_Given problem_
Repeat exactly the lines from the line containing "Give one point for each instance of the monitor" through the last line of the records below, inclusive, and nothing else.

------------------------------------------------

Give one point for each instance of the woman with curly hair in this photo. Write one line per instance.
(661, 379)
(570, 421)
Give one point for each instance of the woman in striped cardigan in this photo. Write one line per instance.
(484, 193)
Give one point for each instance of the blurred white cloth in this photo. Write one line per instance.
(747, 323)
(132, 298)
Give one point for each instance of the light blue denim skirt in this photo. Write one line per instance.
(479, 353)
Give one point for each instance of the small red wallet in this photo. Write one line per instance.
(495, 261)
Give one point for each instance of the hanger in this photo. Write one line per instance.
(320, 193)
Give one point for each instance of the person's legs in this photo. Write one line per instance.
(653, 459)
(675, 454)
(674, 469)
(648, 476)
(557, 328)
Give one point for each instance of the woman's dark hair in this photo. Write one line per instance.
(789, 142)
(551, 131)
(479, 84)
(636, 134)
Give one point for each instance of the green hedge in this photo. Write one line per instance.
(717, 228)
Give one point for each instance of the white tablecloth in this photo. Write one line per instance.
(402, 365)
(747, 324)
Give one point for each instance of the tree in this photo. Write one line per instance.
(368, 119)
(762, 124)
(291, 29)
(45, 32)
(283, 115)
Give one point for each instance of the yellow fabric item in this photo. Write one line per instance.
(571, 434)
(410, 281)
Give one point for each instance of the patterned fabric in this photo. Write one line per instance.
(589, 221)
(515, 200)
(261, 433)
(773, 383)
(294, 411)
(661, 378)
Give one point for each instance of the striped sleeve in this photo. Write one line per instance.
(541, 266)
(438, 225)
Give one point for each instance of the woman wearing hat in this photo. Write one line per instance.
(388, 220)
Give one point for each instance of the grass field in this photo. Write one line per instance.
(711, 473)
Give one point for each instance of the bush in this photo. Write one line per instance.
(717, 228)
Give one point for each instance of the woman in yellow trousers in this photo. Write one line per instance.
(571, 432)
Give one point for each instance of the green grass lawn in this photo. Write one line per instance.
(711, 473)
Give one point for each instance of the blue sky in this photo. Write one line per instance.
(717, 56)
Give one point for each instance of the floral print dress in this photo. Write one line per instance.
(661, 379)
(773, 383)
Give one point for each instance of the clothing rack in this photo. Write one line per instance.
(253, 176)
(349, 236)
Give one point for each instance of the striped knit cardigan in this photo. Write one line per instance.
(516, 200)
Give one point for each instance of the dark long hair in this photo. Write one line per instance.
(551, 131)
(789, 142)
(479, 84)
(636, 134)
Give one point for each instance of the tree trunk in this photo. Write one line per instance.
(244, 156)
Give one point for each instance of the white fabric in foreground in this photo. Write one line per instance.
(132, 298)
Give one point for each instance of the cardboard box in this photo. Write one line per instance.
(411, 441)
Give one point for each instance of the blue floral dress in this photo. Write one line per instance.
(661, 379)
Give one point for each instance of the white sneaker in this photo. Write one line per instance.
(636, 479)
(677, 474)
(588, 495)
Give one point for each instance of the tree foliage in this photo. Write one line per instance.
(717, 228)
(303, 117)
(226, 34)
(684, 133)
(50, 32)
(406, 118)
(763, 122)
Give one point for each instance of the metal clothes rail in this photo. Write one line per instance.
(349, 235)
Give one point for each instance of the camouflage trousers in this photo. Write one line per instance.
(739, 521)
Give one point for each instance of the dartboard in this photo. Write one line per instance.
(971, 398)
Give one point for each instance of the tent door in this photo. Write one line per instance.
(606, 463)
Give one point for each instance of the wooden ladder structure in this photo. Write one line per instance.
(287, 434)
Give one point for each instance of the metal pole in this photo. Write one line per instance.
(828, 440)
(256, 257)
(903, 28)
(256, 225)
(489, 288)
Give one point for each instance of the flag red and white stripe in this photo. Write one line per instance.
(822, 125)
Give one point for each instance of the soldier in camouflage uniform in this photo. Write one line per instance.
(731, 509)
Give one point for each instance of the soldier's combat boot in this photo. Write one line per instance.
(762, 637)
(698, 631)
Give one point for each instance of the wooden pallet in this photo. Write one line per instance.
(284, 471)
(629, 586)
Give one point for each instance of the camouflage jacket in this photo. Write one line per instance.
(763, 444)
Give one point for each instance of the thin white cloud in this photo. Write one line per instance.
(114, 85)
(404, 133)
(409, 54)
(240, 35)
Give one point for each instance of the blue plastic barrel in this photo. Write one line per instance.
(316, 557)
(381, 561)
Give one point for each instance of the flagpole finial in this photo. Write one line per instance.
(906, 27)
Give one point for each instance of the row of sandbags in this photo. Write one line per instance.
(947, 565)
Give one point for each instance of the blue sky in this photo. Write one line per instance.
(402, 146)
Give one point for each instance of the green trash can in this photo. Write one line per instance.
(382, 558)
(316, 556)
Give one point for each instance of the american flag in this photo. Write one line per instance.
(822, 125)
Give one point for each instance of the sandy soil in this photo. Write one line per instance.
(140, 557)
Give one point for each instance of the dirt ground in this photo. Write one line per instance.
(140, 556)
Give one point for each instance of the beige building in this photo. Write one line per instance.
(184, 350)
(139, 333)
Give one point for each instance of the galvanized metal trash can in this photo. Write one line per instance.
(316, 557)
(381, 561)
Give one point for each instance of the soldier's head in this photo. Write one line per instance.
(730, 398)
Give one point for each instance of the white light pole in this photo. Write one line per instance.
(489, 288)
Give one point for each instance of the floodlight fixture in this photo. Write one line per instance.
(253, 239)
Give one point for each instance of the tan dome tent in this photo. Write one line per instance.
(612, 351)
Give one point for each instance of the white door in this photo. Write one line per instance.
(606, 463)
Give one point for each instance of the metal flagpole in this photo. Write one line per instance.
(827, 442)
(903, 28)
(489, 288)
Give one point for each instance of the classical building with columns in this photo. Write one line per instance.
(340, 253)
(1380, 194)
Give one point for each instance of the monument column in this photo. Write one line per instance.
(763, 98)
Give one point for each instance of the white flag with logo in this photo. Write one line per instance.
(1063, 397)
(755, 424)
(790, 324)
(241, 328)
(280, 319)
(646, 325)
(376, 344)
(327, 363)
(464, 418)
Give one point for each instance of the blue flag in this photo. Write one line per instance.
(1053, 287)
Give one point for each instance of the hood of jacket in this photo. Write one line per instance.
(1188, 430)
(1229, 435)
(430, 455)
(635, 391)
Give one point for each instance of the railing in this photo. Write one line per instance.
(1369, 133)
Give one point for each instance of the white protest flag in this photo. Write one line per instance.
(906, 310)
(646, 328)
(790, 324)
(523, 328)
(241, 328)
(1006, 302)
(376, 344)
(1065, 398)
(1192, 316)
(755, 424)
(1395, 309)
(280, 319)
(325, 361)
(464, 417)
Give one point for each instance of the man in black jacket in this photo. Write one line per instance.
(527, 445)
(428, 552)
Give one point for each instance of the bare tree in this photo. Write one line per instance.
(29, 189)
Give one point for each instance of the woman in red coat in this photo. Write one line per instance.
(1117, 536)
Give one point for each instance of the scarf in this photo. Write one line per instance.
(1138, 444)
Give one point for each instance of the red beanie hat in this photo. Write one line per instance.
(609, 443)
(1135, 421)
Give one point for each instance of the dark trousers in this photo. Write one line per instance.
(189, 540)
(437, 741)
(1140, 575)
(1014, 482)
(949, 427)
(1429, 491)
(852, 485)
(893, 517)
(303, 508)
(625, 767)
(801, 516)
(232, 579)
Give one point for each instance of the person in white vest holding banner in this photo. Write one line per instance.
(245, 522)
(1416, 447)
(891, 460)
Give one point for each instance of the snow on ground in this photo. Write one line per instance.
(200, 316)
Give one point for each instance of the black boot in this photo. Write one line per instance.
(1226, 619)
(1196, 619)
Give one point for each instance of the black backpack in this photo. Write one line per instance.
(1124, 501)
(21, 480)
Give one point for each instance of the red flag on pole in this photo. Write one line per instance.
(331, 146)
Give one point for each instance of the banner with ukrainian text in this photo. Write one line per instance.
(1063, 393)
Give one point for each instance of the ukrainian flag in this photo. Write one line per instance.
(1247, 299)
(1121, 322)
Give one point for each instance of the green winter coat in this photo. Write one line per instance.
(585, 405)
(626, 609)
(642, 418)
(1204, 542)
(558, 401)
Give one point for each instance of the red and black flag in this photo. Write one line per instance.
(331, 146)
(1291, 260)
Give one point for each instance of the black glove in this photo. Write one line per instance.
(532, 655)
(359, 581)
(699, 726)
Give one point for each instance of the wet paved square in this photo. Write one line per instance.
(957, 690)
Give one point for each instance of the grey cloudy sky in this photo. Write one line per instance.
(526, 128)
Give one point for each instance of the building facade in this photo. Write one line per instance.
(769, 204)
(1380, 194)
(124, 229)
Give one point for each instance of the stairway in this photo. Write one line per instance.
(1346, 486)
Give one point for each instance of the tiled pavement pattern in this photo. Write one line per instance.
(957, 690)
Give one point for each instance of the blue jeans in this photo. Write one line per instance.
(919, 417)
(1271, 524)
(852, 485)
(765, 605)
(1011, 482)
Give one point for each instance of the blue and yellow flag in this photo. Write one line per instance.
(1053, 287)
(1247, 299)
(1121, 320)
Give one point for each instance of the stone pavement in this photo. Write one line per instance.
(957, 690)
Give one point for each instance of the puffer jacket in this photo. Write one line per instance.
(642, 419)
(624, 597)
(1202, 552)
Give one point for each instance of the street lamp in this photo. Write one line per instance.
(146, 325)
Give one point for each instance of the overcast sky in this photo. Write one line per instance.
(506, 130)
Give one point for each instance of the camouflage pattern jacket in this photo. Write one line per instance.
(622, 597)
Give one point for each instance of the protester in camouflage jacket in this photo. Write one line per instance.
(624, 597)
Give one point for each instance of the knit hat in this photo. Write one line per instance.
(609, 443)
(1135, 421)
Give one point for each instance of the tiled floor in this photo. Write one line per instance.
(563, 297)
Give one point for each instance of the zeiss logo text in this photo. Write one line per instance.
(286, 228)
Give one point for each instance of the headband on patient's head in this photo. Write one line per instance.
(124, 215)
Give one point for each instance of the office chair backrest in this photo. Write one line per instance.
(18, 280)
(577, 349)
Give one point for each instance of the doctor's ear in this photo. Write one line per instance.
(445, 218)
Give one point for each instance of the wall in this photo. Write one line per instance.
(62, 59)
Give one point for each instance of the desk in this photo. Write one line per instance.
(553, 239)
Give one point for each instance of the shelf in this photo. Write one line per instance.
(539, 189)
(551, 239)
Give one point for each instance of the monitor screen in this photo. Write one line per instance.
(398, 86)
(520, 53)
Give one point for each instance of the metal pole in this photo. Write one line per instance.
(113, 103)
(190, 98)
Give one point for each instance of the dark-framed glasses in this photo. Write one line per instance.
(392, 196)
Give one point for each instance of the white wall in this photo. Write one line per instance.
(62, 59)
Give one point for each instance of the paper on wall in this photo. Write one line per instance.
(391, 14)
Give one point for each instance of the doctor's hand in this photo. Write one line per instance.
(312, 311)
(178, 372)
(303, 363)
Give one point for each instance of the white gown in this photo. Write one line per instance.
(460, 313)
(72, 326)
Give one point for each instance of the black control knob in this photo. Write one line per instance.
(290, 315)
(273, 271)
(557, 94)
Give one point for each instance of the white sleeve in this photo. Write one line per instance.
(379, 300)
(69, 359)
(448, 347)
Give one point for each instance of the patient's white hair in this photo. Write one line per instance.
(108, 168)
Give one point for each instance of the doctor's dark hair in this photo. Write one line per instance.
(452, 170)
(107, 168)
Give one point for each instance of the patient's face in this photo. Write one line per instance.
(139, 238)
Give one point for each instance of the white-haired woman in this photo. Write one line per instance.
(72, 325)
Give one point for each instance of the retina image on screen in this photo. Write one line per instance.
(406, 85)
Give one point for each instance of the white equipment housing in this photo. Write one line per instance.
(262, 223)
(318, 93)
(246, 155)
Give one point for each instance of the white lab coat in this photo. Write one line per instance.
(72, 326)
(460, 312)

------------------------------------------------

_Response_
Give one point for each instance of the monitor screen in this photo. Write one line per instance.
(398, 86)
(520, 53)
Give one point for each instance of the metal pole in this photo. Write one line per instance.
(113, 103)
(190, 98)
Give one point for each instance of the dark-framed glasses in this photo. Write one line per instance.
(392, 196)
Give one point for each instance of the white wall in this photo. Write one line per instance.
(62, 59)
Give one point for each instance of the paper on wall in this photo. Write one line per instance.
(391, 14)
Give one point for each instance of the doctor's hand in this photo. Write one line per instance.
(312, 311)
(178, 372)
(303, 363)
Give one point for each instance of the white gown in this photo. Write one line per instance.
(460, 313)
(72, 326)
Give one point for each instance of the black control knob in this photo. Write one line per instance.
(290, 315)
(273, 271)
(557, 94)
Give one point for each instance of the white sleeve in this photo. Write one line per instance.
(379, 300)
(69, 359)
(448, 347)
Give one point for each instance of the patient's white hair in this photo. Write one line per instance.
(108, 168)
Give one point for each instance of the doctor's dark hair in this photo. Write one line per instance.
(452, 170)
(107, 168)
Give one point for each instance of the patient's face in this photo. Write one line per instance.
(139, 238)
Give one point for each instance of the white-haired woman in this photo. Write one line per instance.
(72, 325)
Give one point for each instance of the retina image on screen in this photo. Write one line per instance.
(406, 85)
Give one point for each instance of the white equipment housing in this photo. Write one line per instance.
(262, 223)
(318, 93)
(246, 155)
Give one point for each instance of the white lab coat in this photo. Write one line per instance.
(72, 326)
(460, 312)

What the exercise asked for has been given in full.